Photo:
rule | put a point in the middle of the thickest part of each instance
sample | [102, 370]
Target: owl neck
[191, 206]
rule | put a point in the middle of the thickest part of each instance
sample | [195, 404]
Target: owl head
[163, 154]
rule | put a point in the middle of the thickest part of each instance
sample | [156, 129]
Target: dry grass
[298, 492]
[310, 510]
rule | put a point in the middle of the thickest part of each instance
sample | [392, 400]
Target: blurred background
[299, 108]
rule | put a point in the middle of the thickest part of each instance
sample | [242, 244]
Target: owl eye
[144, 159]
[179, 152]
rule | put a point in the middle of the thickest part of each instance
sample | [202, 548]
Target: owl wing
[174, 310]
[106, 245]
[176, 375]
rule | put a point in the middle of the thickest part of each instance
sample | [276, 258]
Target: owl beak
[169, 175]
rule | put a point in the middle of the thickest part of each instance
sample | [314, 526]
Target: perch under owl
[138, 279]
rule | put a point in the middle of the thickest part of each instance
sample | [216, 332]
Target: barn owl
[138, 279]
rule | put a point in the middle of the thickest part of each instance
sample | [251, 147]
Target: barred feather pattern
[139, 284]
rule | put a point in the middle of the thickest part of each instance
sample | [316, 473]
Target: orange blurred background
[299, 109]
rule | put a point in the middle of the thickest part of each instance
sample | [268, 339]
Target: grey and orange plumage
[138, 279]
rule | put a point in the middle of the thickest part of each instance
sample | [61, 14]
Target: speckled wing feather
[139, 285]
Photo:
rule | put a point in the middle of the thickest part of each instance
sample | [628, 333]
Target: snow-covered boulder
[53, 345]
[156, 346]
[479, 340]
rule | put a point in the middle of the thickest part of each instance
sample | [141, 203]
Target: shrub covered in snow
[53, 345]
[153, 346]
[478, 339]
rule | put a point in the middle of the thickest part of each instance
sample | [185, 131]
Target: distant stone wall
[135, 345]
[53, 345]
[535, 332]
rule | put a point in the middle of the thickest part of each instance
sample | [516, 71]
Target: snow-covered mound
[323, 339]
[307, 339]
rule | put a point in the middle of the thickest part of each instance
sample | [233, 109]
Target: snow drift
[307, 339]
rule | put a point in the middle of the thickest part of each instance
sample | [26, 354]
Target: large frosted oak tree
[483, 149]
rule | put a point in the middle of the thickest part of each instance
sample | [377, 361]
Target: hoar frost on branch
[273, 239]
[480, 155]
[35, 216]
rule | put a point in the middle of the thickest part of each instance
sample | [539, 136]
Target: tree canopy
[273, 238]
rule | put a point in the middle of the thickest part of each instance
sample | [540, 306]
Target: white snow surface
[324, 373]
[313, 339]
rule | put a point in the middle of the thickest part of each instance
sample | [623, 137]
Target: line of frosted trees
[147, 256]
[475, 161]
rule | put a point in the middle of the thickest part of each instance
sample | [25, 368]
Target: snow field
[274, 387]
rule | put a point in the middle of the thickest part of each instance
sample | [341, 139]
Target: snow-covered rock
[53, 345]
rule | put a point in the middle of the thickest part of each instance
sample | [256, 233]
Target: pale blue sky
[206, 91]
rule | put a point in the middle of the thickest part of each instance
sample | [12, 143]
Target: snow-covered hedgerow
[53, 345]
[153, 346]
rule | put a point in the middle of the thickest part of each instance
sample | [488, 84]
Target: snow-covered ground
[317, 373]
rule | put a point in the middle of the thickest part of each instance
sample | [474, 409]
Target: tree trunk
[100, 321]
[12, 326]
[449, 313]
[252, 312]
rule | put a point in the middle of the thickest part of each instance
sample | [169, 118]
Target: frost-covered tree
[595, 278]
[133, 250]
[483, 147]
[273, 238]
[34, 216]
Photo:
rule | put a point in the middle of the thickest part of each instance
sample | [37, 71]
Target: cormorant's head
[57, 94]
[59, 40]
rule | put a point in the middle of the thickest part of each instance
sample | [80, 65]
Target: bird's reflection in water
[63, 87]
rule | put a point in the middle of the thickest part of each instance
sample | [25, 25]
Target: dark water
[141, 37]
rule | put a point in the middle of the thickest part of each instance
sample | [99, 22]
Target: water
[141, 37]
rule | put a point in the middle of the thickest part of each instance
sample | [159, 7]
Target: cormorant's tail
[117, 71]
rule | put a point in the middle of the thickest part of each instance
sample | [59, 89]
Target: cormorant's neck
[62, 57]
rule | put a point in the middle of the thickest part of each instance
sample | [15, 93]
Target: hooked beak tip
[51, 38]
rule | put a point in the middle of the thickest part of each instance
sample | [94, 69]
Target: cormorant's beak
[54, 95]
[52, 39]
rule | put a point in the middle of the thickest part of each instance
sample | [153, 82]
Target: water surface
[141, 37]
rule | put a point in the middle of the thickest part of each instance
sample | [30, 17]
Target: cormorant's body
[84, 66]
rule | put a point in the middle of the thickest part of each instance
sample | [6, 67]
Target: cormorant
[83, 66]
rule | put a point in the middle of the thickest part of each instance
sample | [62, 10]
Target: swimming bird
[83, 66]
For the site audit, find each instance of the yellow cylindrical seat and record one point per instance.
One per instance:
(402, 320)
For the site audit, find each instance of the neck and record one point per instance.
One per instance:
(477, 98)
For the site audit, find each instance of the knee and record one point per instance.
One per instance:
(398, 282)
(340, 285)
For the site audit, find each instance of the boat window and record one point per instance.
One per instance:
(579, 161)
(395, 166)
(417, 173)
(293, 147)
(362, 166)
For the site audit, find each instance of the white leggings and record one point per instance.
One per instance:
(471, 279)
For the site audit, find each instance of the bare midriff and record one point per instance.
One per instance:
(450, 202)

-- REQUIRED WORK --
The records shown above are to be retyped exactly, with none omitted.

-- SOLVED EXERCISE --
Photo:
rule | put a point in the middle of the thickest part of each instance
sample | [102, 370]
Target: owl neck
[191, 206]
rule | put a point in the middle of the thickest part of each instance
sample | [195, 404]
Target: owl head
[163, 154]
rule | put a point in the middle of the thickest part of each instance
sample | [156, 129]
Target: dry grass
[298, 492]
[310, 510]
rule | put a point in the middle of the thickest part of each instance
sample | [392, 400]
Target: blurred background
[299, 108]
rule | put a point in the middle of the thickest part of each instance
sample | [242, 244]
Target: owl eye
[144, 159]
[179, 152]
rule | put a point in the middle of the thickest part of each instance
sample | [202, 548]
Target: owl wing
[174, 310]
[106, 245]
[176, 375]
rule | put a point in the middle of the thickest part of each instance
sample | [276, 258]
Target: owl beak
[169, 175]
rule | put a point in the middle of the thickest part of each instance
sample | [314, 526]
Target: perch under owl
[138, 279]
rule | put a point in the middle of the thickest part of each instance
sample | [216, 332]
Target: barn owl
[138, 279]
rule | put a point in the middle of the thickest part of each instance
sample | [251, 147]
Target: barred feather pattern
[139, 284]
rule | put a point in the middle of the thickest part of each instance
sample | [316, 473]
Target: orange blurred background
[299, 109]
rule | put a point in the middle of the thickest part of each instance
sample | [268, 339]
Target: grey and orange plumage
[138, 279]
rule | put a point in the middle of the thickest part of each instance
sample | [61, 14]
Target: speckled wing feather
[139, 285]
Photo:
rule | put a point in the middle of the thickest part of each instance
sample | [628, 333]
Target: snow-covered boulder
[53, 345]
[156, 346]
[479, 340]
rule | put a point in the middle of the thickest part of each instance
sample | [141, 203]
Target: shrub covered in snow
[53, 345]
[153, 346]
[478, 339]
rule | put a point in the middle of the thickest part of each instance
sample | [185, 131]
Target: distant stone wall
[135, 345]
[53, 345]
[535, 332]
rule | put a point in the middle of the thickest part of each instance
sample | [516, 71]
Target: snow-covered mound
[323, 339]
[307, 339]
rule | put a point in the middle of the thickest part of each instance
sample | [233, 109]
Target: snow drift
[307, 339]
rule | put a point in the middle of the thickest part of each instance
sample | [26, 354]
Target: large frosted oak tree
[483, 149]
rule | put a point in the middle of the thickest part of each instance
sample | [377, 361]
Target: hoar frost on branch
[273, 239]
[480, 155]
[35, 216]
rule | put a point in the middle of the thickest part of each instance
sample | [539, 136]
Target: tree canopy
[273, 238]
rule | put a point in the middle of the thickest part of each instance
sample | [540, 306]
Target: white snow surface
[324, 373]
[313, 339]
rule | put a point in the middle of the thickest part of each instance
sample | [623, 137]
Target: line of frosted trees
[147, 256]
[475, 161]
rule | put a point in the middle of the thickest part of each instance
sample | [25, 368]
Target: snow field
[274, 387]
rule | put a point in the middle of the thickest part of each instance
sample | [341, 139]
Target: snow-covered rock
[53, 345]
rule | put a point in the middle of the thickest part of each instance
sample | [256, 233]
Target: pale blue sky
[206, 91]
rule | put a point in the middle of the thickest part of each instance
sample | [12, 143]
Target: snow-covered hedgerow
[53, 345]
[153, 346]
rule | put a point in the middle of the thickest part of each instance
sample | [488, 84]
Target: snow-covered ground
[317, 373]
rule | put a point in the middle of the thickest part of each instance
sample | [474, 409]
Target: tree trunk
[100, 321]
[12, 326]
[449, 313]
[252, 312]
rule | put a point in the middle of the thickest part of each instance
sample | [169, 118]
Target: frost-covered tree
[595, 278]
[133, 250]
[483, 147]
[273, 238]
[34, 216]
Photo:
rule | put a point in the middle of the thickest part of each instance
sample | [37, 71]
Target: cormorant's head
[57, 94]
[59, 40]
rule | put a point in the middle of the thickest part of each instance
sample | [80, 65]
Target: bird's reflection in water
[63, 87]
rule | put a point in the middle of the thickest part of each instance
sample | [25, 25]
Target: dark water
[141, 37]
rule | put a point in the middle of the thickest part of each instance
sample | [99, 22]
Target: water
[141, 37]
rule | put a point in the middle of the thickest part of each instance
sample | [159, 7]
Target: cormorant's tail
[117, 71]
rule | put a point in the middle of the thickest part of each instance
sample | [59, 89]
Target: cormorant's neck
[62, 57]
rule | put a point in the middle of the thickest part of each instance
sample | [15, 93]
Target: hooked beak tip
[51, 38]
rule | put a point in the middle of the thickest part of each instance
sample | [94, 69]
Target: cormorant's beak
[54, 95]
[52, 39]
rule | put a point in the middle of the thickest part of each instance
sample | [153, 82]
Target: water surface
[141, 37]
rule | put a point in the middle of the thickest part of each instance
sample | [30, 17]
Target: cormorant's body
[84, 66]
rule | put a point in the middle of the thickest part of each instance
sample | [6, 67]
Target: cormorant
[83, 66]
rule | put a point in the middle of the thickest part of each instance
sample | [62, 10]
Target: swimming bird
[83, 66]
For the site audit, find each instance of the yellow cylindrical seat and record one point per instance.
One per instance:
(402, 320)
For the site audit, find each instance of the neck and record one point per instance.
One per instance:
(477, 98)
For the site audit, find each instance of the knee and record one point per instance.
One per instance:
(398, 282)
(340, 285)
For the site audit, find each instance of the boat window and record one point per instance.
One per instance:
(579, 161)
(395, 166)
(417, 173)
(293, 147)
(362, 166)
For the site audit, find each instance of the white leggings and record one point per instance.
One per instance:
(471, 279)
For the site audit, find each instance of the bare midriff and record one point per instance.
One per instance:
(450, 202)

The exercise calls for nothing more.